Challenge:
Count the lines in the records below that contain the string "shirt", and reply with only that number.

--------------------------------------------------

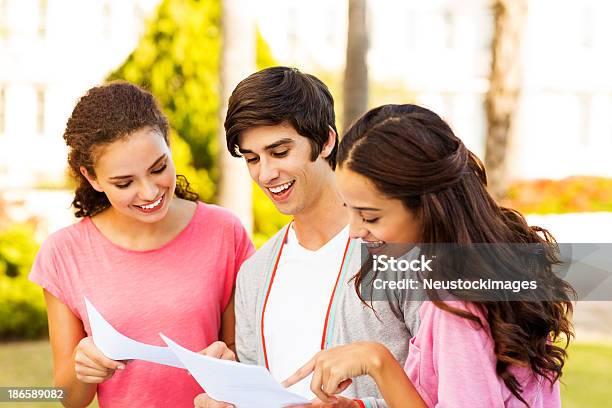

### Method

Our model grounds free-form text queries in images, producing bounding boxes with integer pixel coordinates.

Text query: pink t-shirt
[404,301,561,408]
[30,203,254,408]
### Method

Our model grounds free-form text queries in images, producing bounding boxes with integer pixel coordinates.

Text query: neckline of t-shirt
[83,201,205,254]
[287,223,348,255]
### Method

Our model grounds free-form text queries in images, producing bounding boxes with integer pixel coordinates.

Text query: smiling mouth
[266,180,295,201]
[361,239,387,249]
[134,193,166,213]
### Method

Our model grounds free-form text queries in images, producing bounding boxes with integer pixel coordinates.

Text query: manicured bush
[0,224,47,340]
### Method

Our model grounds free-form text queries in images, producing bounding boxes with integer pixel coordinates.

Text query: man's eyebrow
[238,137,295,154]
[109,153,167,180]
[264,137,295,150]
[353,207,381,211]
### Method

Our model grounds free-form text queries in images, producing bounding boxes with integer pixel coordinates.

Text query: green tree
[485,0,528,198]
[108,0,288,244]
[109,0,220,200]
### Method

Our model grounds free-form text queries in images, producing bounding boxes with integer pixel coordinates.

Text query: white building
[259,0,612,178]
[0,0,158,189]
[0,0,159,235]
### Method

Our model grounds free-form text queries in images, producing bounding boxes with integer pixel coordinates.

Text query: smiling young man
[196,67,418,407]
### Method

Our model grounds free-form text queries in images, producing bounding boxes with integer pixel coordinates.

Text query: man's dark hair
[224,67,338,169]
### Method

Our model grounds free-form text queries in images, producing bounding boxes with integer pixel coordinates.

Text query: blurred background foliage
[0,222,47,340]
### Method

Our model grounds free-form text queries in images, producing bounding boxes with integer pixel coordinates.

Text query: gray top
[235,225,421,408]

--------------------------------------------------

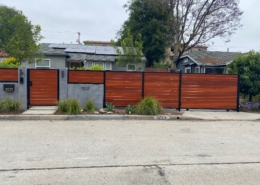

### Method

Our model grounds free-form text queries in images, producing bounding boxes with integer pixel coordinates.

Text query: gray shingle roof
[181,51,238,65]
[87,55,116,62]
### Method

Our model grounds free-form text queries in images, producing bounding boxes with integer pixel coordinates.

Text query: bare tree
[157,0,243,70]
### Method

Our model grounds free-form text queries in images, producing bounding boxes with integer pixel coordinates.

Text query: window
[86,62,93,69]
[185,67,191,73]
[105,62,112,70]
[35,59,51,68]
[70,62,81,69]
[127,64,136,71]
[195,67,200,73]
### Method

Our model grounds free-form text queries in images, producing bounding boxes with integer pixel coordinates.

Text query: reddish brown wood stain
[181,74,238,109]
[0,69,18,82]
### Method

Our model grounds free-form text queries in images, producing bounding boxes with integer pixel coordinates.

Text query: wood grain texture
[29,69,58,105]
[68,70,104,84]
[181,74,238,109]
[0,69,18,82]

--------------------------------------------------

Answer to the task:
2